> **Excerpted passage**:
—————

To unsubscribe from this group and stop receiving emails from it, send an email to ceres-solver...@googlegroups.com.
To view this discussion on the web visit https://groups.google.com/d/msgid/ceres-solver/c0ea7e42-cc0e-45fb-86d5-ce7c65ec9f35%40googlegroups.com.
For more options, visit https://groups.google.com/d/optout.

Matt Stinson

unread,
Mar 29, 2016, 4:22:49 PM3/29/16
to Ceres Solver
Thanks, I appreciate the response. For your reference, the systems I have tend to be sparse (1% or less density and 250-1000 equations). Let me know if that changes your recommendation for dense QR. Also, to clarify, what is meant exactly by the "normal equations"?

A couple more questions:

In addition to the large condition number I have, the system of equations tends to be poorly scaled in the solution variables x and the residual variables F. Any specific techniques or tips for how to deal with this within Ceres? Would you argue using the loss function would even make sense in the case for systems of equations where all the residuals should be zero at the final solution (I don't think the concept of outlier really applies to systems of equations). However, with that said, when I am far from my solution, various residual terms are going to tend to dominate, so if there is a robust recommendation to handle that please let me know. Also, is there an option for x scaling that I am not seeing? I do note that LM algorithm has automatic x scaling built in, so there is that option. Ideally if I were to implement any x or F scaling, I would prefer it to be automatic instead of manual due to range of systems I need to use this on.

And can you explain your comment: "if you are using the LM algorithm, then the system is not rectangular anymore", I'm not sure if I understand why the system is not rectangular, or even square for that matter (in my case)?

Sameer Agarwal

unread,
Mar 29, 2016, 9:18:04 PM3/29/16
to ceres-...@googlegroups.com
Comments inline.

On Tue, Mar 29, 2016 at 1:22 PM Matt Stinson <mrmat...@gmail.com> wrote:
Thanks, I appreciate the response. For your reference, the systems I have tend to be sparse (1% or less density and 250-1000 equations). Let me know if that changes your recommendation for dense QR. Also, to clarify, what is meant exactly by the "normal equations"?

There are two ways of solving unsymmetric (possibly rectangular linear systems)

—————

> **Excerpts from a point labeling dataset**:
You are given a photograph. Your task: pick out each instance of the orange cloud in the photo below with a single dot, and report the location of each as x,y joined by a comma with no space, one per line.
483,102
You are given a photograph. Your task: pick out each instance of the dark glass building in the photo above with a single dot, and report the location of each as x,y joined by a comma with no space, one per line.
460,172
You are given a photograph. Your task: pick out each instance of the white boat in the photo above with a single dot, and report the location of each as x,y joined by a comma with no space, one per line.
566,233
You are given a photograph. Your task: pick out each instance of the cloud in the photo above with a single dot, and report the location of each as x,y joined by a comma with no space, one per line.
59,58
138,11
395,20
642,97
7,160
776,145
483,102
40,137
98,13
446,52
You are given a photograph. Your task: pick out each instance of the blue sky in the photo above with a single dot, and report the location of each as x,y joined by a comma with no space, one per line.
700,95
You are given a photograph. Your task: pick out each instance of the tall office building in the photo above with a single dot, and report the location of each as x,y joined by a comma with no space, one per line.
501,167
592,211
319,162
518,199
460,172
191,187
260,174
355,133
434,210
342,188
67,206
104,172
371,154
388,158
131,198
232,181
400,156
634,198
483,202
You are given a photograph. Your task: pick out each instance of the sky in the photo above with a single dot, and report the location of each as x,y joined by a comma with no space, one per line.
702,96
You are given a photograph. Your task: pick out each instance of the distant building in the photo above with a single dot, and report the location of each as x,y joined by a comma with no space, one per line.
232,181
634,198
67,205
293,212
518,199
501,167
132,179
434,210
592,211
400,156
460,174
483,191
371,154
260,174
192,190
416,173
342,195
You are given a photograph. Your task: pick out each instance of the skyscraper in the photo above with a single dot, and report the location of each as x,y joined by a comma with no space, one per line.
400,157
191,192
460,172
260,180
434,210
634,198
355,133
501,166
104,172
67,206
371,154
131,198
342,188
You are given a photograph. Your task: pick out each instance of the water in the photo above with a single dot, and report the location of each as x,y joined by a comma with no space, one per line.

—————

> **Direction**: Write what comes next in the Ceres Solver discussion thread, picking up right where it stops.

> **Exercise output**:
Jx =f

one is to symmetrize them as

J'J x = Jf

and then apply cholesky (sparse or dense) factorization to it. This linear system is also known as the "normal equations". It has square the condition number of the original linear system.

The other is to compute a QR factorization of J which gives us

QR x = f
Q'QRx = Q'f

since Q is an orthonormal matrix, Q'Q is identity so we get

R x = Q'f
where R is an upper triangular matrix and easily inverted. DENSE_QR refers to using this method. 
Your linear system size should be fine for solving with DENSE_QR.
 

A couple more questions:

In addition to the large condition number I have, the system of equations tends to be poorly scaled in the solution variables x and the residual variables F. Any specific techniques or tips for how to deal with this within Ceres?

Ceres by default uses Jacobi scaling to scale the linear system before solving it. That said, it is always a good idea to scale your system to be as well conditioned as possible before giving it to a solver.
 
Would you argue using the loss function would even make sense in the case for systems of equations where all the residuals should be zero at the final solution (I don't think the concept of outlier really applies to systems of equations).

I do not think a loss function makes much sense here.
 
However, with that said, when I am far from my solution, various residual terms are going to tend to dominate, so if there is a robust recommendation to handle that please let me know.

I do not have anything to recommend here. 
 
Also, is there an option for x scaling that I am not seeing?

 There is no option in the API for scaling x. That is the user's responsibility.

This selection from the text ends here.